Work task:
Could you copy every line in the listing below that has the word "smoke"?

####################

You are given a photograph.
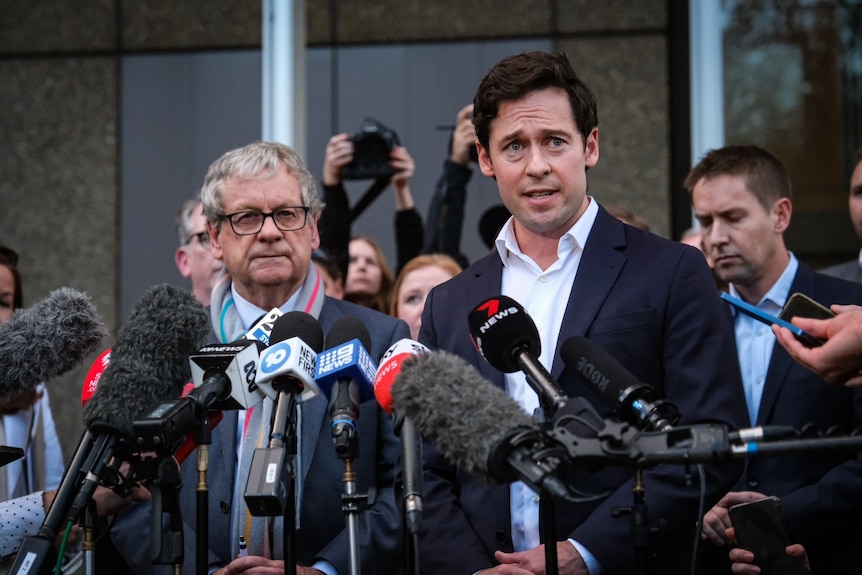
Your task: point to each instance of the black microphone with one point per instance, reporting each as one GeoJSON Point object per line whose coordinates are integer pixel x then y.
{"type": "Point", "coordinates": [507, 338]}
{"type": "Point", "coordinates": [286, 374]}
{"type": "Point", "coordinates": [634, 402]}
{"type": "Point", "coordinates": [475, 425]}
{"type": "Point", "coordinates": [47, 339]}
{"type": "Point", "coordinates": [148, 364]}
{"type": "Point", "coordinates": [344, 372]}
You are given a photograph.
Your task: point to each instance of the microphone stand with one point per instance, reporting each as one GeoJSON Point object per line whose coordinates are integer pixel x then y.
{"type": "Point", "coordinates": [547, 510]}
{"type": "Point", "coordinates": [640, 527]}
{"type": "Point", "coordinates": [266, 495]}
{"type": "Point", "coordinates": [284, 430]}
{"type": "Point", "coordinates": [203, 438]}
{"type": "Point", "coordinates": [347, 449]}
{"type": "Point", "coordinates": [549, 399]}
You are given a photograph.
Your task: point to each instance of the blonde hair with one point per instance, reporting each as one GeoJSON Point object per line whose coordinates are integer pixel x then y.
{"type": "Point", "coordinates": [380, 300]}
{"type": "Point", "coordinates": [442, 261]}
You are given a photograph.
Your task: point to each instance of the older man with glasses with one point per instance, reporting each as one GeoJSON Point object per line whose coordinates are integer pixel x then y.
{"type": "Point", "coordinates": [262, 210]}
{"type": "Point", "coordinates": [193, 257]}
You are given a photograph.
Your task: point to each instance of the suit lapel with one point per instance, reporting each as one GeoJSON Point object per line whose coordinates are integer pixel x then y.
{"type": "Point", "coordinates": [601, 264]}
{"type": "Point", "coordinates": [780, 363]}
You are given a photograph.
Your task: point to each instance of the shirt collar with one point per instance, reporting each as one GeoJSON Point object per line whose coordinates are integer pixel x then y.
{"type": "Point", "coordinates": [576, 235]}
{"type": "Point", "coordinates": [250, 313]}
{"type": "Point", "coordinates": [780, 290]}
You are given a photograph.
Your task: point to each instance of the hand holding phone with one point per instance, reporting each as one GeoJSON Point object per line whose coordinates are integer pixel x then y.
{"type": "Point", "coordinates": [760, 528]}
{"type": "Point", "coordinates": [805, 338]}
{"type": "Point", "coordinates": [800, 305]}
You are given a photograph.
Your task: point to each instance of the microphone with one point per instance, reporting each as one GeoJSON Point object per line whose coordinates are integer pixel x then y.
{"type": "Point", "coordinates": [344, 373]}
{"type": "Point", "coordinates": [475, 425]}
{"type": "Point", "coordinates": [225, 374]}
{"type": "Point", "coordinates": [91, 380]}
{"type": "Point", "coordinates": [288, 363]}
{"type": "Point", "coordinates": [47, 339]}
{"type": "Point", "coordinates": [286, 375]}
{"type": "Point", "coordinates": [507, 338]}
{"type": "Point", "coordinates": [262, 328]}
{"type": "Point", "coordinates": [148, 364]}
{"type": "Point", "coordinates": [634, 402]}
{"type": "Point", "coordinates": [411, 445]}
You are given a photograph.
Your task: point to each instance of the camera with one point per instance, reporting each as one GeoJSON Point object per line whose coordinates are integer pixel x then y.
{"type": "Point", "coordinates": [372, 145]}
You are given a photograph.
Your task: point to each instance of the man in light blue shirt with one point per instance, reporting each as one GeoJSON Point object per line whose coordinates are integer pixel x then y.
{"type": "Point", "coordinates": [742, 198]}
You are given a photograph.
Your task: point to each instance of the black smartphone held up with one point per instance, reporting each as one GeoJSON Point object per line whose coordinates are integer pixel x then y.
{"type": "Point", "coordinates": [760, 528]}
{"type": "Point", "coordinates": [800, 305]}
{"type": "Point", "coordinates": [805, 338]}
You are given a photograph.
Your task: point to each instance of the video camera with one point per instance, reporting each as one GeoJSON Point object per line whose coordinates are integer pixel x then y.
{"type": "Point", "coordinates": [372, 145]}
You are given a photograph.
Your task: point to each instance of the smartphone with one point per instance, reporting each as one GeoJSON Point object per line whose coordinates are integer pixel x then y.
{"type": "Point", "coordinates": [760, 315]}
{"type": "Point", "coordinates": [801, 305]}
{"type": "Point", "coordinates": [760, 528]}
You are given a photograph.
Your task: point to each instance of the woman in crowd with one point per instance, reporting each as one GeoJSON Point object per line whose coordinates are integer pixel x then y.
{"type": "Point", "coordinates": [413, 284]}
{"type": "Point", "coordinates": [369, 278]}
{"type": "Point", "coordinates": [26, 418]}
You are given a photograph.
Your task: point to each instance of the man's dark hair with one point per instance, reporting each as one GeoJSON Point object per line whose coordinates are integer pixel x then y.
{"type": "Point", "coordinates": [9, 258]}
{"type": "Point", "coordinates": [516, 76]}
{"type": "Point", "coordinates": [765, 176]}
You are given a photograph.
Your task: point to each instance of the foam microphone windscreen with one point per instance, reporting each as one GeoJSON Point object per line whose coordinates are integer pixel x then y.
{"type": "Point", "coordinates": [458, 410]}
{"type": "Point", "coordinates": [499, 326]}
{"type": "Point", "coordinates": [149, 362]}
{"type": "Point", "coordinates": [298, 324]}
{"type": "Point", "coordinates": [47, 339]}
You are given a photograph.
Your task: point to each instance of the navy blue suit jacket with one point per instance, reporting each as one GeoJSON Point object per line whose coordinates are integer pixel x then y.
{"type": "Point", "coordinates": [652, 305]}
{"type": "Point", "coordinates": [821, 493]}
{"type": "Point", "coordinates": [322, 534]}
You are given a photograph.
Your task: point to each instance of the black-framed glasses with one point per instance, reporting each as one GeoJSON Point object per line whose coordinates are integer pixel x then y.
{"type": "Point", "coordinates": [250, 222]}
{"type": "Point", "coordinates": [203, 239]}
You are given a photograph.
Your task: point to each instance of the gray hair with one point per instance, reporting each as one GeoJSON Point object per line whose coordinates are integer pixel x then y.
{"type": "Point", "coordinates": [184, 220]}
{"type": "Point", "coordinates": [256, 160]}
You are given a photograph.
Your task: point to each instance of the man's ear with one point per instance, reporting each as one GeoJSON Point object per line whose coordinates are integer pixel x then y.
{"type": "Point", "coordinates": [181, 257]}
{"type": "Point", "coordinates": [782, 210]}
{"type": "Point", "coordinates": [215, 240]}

####################

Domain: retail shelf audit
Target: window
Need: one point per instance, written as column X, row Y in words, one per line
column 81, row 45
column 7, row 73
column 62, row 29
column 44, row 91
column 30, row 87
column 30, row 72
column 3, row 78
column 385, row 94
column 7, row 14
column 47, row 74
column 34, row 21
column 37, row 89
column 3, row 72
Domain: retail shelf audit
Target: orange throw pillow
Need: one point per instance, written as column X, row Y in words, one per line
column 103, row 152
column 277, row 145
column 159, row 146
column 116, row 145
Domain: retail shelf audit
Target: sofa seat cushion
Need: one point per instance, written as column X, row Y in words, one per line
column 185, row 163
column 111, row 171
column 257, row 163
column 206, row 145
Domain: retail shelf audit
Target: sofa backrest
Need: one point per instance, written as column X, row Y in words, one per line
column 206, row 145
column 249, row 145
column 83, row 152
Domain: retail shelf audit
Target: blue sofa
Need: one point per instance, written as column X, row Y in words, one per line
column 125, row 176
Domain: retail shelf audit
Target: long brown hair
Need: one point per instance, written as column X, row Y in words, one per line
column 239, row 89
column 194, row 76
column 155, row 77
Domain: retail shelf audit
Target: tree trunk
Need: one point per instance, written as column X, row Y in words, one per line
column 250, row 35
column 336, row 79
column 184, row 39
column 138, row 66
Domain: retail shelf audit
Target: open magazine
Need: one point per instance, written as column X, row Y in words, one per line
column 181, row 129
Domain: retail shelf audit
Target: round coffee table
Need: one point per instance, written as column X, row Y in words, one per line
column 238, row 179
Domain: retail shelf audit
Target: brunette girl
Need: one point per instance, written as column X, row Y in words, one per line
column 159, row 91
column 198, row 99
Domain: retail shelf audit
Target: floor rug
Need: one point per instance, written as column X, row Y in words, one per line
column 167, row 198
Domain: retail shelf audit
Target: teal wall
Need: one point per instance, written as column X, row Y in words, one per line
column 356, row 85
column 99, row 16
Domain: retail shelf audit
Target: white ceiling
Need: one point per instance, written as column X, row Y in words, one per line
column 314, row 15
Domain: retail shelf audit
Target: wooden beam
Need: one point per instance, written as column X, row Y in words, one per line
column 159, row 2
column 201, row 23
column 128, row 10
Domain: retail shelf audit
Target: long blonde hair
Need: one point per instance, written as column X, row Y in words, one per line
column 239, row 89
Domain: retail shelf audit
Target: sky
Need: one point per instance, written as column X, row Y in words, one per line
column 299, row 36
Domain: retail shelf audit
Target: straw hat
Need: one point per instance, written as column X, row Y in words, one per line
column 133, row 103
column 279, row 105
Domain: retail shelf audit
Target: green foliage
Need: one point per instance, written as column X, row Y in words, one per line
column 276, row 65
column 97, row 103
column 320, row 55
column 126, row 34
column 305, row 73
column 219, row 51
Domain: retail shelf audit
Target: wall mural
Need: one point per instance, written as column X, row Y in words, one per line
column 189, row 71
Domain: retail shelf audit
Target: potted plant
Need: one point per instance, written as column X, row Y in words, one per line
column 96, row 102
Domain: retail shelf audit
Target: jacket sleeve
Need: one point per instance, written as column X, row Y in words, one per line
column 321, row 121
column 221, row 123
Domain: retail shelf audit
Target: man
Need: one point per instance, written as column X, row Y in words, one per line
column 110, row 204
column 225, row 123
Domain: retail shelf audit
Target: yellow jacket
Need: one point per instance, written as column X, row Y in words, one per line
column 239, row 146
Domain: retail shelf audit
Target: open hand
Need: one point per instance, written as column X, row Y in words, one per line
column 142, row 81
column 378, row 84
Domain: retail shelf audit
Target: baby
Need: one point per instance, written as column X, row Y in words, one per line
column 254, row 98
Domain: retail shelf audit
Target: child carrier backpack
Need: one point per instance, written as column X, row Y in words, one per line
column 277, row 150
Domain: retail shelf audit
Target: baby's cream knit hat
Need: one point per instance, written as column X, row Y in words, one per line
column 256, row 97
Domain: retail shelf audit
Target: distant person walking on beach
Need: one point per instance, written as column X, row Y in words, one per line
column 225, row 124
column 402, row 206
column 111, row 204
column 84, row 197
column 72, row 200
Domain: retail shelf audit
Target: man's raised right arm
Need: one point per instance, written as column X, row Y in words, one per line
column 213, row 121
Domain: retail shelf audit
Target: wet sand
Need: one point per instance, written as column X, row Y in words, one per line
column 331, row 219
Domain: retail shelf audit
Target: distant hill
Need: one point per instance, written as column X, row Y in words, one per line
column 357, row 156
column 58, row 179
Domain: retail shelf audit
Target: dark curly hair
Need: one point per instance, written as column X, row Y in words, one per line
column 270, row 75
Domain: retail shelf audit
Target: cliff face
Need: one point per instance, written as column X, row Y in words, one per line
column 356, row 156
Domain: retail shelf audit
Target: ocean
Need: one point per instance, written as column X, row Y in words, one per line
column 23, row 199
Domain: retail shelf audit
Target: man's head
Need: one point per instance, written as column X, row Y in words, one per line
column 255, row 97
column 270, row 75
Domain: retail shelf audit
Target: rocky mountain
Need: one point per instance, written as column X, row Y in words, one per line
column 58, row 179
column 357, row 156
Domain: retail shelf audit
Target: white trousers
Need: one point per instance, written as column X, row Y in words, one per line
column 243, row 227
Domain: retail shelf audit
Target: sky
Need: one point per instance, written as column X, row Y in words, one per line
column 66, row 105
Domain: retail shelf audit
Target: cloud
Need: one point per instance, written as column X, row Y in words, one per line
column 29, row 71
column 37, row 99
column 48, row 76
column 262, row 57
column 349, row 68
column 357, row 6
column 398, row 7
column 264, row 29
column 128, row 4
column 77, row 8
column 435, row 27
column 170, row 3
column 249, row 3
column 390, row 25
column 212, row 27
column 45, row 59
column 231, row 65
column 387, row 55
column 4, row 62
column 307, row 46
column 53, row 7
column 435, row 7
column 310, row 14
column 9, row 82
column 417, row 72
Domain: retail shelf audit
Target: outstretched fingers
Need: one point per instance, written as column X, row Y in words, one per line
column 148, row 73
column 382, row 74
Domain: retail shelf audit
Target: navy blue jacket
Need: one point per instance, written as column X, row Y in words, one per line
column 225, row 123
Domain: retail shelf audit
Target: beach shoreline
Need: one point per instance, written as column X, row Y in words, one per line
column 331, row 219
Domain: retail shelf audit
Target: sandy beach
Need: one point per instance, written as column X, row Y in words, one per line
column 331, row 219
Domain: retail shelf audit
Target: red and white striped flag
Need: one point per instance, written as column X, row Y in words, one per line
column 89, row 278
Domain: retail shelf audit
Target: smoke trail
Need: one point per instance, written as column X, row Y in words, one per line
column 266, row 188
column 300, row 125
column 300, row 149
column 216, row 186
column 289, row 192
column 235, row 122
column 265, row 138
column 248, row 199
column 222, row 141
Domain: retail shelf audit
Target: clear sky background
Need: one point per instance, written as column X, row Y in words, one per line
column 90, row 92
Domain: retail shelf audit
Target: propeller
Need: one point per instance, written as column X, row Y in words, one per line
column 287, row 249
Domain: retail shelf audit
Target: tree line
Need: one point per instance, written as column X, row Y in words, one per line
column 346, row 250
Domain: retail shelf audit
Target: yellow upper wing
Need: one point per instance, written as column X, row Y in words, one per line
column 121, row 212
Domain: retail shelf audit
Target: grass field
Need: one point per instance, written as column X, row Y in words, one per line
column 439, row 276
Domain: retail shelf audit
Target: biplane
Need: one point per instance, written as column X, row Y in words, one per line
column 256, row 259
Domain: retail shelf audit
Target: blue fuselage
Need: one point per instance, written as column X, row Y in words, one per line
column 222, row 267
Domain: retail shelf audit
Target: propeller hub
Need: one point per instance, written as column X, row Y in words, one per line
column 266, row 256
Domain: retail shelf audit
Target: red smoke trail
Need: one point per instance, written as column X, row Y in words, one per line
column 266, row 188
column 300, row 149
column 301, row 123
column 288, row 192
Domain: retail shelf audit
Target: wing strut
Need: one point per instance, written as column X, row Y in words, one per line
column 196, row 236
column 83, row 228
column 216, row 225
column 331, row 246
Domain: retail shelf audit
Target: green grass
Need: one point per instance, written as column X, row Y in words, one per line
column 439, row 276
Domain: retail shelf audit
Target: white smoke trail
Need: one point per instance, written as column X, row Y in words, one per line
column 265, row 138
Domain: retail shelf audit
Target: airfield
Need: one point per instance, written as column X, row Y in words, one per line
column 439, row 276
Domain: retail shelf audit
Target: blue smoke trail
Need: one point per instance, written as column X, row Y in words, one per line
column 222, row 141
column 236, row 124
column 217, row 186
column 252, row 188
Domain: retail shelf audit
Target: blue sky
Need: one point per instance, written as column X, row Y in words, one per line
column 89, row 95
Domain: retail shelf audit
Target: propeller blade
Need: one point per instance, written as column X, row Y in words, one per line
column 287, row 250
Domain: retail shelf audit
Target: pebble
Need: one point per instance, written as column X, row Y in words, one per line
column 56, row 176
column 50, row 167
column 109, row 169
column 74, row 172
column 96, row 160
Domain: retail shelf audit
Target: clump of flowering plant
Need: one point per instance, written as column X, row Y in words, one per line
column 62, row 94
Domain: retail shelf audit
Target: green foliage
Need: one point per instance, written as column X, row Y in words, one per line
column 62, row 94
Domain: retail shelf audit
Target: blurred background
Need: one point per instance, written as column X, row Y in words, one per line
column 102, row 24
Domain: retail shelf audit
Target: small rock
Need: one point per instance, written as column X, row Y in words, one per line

####################

Solution below:
Target: smoke trail
Target: red smoke trail
Target: white smoke trail
Target: blue smoke trail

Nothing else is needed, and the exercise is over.